DATA SUPPLIED:

☆ ☆ ☆ ☆ ☆ ☆ ☆

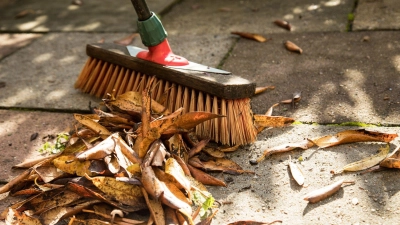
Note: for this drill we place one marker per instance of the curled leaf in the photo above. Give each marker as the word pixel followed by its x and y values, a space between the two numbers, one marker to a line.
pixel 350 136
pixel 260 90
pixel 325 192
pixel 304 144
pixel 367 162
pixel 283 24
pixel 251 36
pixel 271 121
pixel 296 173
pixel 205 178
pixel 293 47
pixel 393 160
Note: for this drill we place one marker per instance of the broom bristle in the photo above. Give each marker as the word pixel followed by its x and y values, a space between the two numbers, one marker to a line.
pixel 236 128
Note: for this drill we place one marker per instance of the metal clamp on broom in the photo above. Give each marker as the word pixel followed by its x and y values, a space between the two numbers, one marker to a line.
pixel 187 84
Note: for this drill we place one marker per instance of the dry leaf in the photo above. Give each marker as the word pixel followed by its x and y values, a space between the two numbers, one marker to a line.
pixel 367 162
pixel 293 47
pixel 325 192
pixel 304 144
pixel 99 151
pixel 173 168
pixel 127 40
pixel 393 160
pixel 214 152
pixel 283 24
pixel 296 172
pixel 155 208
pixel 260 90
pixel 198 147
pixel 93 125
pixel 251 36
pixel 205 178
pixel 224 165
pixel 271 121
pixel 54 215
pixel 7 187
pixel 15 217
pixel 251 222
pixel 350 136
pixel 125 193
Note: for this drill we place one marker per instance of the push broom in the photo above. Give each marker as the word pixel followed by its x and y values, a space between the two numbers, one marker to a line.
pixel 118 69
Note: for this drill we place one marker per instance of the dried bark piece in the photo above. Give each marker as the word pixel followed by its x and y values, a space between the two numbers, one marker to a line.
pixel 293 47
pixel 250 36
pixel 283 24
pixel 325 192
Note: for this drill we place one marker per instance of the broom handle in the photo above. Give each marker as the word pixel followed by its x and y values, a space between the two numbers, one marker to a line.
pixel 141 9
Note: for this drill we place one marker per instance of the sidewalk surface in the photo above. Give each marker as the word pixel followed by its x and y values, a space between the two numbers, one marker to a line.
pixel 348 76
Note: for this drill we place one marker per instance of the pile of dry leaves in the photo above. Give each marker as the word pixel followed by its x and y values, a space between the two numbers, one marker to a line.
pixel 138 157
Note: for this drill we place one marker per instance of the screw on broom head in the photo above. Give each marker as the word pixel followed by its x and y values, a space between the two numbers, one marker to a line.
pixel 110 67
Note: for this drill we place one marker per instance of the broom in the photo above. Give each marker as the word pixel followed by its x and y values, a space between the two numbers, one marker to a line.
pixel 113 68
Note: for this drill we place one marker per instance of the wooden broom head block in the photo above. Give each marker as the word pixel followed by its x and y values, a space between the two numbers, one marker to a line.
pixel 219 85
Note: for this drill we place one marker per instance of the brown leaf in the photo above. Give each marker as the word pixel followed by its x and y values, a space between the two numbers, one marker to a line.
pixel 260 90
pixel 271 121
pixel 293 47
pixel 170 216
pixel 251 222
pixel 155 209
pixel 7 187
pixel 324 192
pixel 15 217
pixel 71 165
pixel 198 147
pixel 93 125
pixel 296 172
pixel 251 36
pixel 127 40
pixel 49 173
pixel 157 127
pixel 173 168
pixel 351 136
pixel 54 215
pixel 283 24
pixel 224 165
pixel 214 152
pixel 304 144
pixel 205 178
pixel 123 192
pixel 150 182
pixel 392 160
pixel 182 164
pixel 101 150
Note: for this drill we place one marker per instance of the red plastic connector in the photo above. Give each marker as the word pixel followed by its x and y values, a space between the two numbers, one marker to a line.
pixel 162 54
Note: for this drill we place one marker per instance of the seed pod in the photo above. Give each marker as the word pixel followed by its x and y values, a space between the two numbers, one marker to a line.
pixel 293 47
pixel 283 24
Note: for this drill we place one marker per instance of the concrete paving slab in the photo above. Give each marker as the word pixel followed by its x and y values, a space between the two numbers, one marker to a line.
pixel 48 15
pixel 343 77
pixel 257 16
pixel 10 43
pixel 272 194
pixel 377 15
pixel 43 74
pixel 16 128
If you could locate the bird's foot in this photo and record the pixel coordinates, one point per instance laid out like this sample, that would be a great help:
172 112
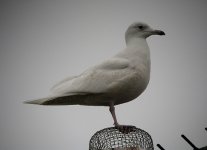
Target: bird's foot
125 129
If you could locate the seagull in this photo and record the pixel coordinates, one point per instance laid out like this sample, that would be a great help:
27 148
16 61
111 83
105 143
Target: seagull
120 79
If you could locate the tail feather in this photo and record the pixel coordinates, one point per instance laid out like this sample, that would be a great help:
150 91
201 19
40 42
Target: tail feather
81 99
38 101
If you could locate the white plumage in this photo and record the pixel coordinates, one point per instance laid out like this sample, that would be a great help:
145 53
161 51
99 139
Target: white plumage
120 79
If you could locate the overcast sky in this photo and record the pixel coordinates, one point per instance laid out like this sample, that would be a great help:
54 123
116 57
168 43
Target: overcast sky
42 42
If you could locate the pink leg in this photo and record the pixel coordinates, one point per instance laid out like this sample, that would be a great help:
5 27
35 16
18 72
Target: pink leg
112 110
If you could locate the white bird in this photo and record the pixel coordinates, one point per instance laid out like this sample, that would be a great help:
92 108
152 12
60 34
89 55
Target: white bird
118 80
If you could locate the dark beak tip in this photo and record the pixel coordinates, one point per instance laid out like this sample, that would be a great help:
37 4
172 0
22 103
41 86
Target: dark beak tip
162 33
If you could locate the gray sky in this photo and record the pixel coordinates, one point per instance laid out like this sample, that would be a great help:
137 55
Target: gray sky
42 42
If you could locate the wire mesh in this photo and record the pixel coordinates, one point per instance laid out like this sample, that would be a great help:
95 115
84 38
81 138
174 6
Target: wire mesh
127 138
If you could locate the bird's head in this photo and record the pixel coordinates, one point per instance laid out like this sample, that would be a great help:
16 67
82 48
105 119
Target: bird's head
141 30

☆ ☆ ☆ ☆ ☆ ☆ ☆

WHAT IS REQUIRED: The word "point" appears in some lines above. Return every one of those lines.

EXERCISE SOLUTION:
If you could locate the bird's foot in this photo and record the pixel coordinates, one point per instance laid out like this sample, that would be a great help:
If you could locate the seagull in this photo and record the pixel coordinates, one point per instance laid out like this sample, that would be a great help:
If you could locate the tail feather in this photo and record the pixel coordinates, one point per instance laid out like this sample, that would be a great help:
If you could locate the white plumage in this photo and record the pixel coordinates, one point per instance laid out like this sample, that would be a great help:
If you could locate the overcast sky in this photo and record the pixel coordinates, one point per instance laid out like this sample, that would be a great help:
If you could locate the pink leg in this photo and record the pixel coordinates, one point per instance laid out like this sample, that would be a great help:
If you could locate the white bird in this photo and record the pixel coordinates, one point per instance laid out like this sample, that would be a great help:
If you could locate the dark beak tip in this photo and record the pixel coordinates, one point per instance laid out like this sample, that would be a great help:
If you could locate the gray sky in this photo and record the pixel coordinates, one point per instance laid out like this sample, that would be a great help:
If you could locate the wire mesh in this photo and record the pixel coordinates, one point per instance laid out like this sample, that would be a great help:
If you could locate the bird's head in this photo and record the pixel coordinates, one point per instance laid out like this sample, that would be a great help:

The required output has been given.